ASSIGNED TASK
Reprint every entry, character for character.
Start of Block
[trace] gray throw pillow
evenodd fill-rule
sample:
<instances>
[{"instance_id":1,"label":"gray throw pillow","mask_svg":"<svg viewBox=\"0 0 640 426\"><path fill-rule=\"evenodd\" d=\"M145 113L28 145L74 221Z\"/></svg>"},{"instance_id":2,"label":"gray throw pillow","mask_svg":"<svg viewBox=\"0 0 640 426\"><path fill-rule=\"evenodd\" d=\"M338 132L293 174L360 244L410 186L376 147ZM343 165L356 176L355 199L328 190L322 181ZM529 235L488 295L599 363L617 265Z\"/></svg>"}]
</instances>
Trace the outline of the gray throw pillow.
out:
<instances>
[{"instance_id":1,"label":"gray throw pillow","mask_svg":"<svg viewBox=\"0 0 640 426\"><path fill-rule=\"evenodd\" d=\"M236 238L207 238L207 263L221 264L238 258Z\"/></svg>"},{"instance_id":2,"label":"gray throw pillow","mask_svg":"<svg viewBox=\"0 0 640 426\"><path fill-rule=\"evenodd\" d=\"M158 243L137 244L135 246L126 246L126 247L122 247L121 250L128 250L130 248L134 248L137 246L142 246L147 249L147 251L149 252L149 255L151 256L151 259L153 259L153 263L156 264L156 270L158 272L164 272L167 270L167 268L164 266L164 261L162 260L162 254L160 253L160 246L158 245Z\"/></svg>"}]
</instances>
End of Block
ANSWER SECTION
[trace] gray throw pillow
evenodd fill-rule
sample:
<instances>
[{"instance_id":1,"label":"gray throw pillow","mask_svg":"<svg viewBox=\"0 0 640 426\"><path fill-rule=\"evenodd\" d=\"M145 113L28 145L74 221Z\"/></svg>"},{"instance_id":2,"label":"gray throw pillow","mask_svg":"<svg viewBox=\"0 0 640 426\"><path fill-rule=\"evenodd\" d=\"M338 132L293 174L360 244L410 186L376 147ZM343 165L356 176L355 199L328 190L322 181ZM529 235L488 295L599 363L617 265Z\"/></svg>"}]
</instances>
Trace the outline of the gray throw pillow.
out:
<instances>
[{"instance_id":1,"label":"gray throw pillow","mask_svg":"<svg viewBox=\"0 0 640 426\"><path fill-rule=\"evenodd\" d=\"M236 238L207 238L207 263L221 264L238 258Z\"/></svg>"},{"instance_id":2,"label":"gray throw pillow","mask_svg":"<svg viewBox=\"0 0 640 426\"><path fill-rule=\"evenodd\" d=\"M158 243L137 244L135 246L126 246L126 247L122 247L121 250L128 250L130 248L134 248L137 246L142 246L147 249L147 251L149 252L149 255L151 256L151 259L153 259L153 263L156 264L156 270L158 272L164 272L167 270L167 268L164 266L164 261L162 260L162 254L160 253L160 246L158 245Z\"/></svg>"}]
</instances>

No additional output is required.